▶ **Exercise description**
Which lines run from the one containing "the boy's smiling" to the end of the entries? Quote them exactly, and nothing else.

· · · · · · ·

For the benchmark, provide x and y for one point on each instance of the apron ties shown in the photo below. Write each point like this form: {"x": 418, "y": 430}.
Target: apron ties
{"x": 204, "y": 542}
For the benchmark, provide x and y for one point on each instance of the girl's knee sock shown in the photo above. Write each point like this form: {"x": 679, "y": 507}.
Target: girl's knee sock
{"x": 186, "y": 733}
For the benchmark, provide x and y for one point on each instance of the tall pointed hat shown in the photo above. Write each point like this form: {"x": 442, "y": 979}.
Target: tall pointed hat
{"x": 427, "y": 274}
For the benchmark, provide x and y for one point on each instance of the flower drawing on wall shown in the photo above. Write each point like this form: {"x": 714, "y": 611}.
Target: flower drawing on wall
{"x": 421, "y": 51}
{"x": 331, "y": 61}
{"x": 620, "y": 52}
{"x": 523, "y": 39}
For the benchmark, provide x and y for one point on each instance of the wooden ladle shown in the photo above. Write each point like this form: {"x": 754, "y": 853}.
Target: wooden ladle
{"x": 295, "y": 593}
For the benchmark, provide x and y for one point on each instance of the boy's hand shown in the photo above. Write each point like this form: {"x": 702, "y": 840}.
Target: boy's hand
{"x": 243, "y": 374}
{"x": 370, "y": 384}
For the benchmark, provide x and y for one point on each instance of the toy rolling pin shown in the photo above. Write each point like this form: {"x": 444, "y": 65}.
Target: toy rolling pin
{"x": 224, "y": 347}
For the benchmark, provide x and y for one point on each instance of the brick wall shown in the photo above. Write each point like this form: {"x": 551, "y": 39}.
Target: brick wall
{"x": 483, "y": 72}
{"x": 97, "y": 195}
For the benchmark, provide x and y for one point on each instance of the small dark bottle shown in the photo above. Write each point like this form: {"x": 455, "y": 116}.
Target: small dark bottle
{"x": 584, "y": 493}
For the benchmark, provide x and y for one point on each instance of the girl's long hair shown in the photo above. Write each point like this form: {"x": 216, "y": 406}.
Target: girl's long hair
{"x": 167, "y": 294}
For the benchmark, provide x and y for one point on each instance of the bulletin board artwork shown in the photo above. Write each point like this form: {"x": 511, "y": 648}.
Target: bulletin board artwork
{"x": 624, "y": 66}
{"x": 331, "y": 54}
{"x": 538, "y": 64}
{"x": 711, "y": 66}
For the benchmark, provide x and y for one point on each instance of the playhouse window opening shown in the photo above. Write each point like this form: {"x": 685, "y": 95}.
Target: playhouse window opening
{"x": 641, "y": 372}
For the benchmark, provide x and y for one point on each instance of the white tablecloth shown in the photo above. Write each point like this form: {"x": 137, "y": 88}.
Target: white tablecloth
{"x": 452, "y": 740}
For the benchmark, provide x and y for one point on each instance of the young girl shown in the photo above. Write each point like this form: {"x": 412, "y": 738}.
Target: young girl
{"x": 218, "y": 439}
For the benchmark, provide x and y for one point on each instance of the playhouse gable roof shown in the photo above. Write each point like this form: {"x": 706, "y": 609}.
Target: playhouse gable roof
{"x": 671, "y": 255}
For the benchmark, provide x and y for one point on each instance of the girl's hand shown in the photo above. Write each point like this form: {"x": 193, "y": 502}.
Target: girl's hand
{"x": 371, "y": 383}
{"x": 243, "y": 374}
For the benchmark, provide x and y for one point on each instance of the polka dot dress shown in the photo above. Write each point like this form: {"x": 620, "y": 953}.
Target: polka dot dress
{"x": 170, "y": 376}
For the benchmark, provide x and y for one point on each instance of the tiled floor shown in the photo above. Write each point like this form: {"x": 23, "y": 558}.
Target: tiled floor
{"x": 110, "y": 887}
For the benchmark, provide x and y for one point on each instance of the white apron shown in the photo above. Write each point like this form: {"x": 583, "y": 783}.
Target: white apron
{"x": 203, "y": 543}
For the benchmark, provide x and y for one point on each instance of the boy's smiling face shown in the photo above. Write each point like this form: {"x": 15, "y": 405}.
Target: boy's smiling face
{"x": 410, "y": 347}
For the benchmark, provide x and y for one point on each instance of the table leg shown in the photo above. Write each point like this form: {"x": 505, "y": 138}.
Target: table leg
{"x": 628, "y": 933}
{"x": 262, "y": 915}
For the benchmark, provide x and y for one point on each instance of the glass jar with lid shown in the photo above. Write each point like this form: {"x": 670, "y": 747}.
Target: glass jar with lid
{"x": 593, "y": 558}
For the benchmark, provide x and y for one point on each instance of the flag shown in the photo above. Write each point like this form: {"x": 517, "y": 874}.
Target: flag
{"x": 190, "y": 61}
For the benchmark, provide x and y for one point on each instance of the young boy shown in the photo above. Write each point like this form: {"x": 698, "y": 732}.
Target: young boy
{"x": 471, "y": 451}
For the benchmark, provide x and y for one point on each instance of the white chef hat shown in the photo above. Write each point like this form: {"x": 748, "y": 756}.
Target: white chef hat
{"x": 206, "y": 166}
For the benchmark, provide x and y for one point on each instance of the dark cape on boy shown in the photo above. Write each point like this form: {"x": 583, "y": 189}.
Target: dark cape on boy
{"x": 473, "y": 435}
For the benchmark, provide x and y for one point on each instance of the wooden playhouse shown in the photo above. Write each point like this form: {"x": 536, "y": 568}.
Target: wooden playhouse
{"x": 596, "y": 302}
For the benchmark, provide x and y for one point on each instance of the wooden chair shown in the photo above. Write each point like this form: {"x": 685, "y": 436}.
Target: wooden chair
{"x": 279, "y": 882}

· · · · · · ·

▶ **Response to the task**
For the benchmark, provide x and y for one point on each instance of the boy's smiling face shown in the photo above. Write each point like this form: {"x": 15, "y": 405}.
Target: boy's smiling face
{"x": 410, "y": 347}
For the benchmark, provide x and y for one point on each instance of the table leg shown in the photo above. Write each point like this form: {"x": 505, "y": 138}.
Target: table leg
{"x": 628, "y": 933}
{"x": 262, "y": 915}
For the benchmark, provide x and y for one point on each instance of the glass jar with lid shown in the photo above. Write each point like this form: {"x": 670, "y": 747}.
Target: glass jar with lid
{"x": 593, "y": 558}
For the benchmark, provide x and y for one point on each instance of the flag shown in the photo above. Write each point like this form: {"x": 517, "y": 874}.
Target: flag
{"x": 190, "y": 61}
For the benchmark, provide x and y for one point on each instance of the young boy shown in the photo above. Write each point like this form: {"x": 698, "y": 732}.
Target: young boy
{"x": 471, "y": 451}
For the benchmark, provide x and y for one point on each instance of the white chef hat shown in the photo above. Write each point like this form: {"x": 748, "y": 756}.
Target: white chef hat
{"x": 206, "y": 166}
For the benchmark, provide x and y for one point on each instance of the dark cape on boy shown in the photo above. Write each point like this form: {"x": 583, "y": 189}.
Target: dark cape on boy
{"x": 473, "y": 435}
For the benchmark, provide x and y for one point on each instance of the wooden playhouse shown in the photo above. Write each point like this form: {"x": 536, "y": 568}.
Target: wooden playhouse
{"x": 596, "y": 302}
For the benchmark, provide x and y for one point on each instance of the wooden chair shown in the photo above. Write each point like this form: {"x": 685, "y": 436}.
Target: wooden chair
{"x": 279, "y": 882}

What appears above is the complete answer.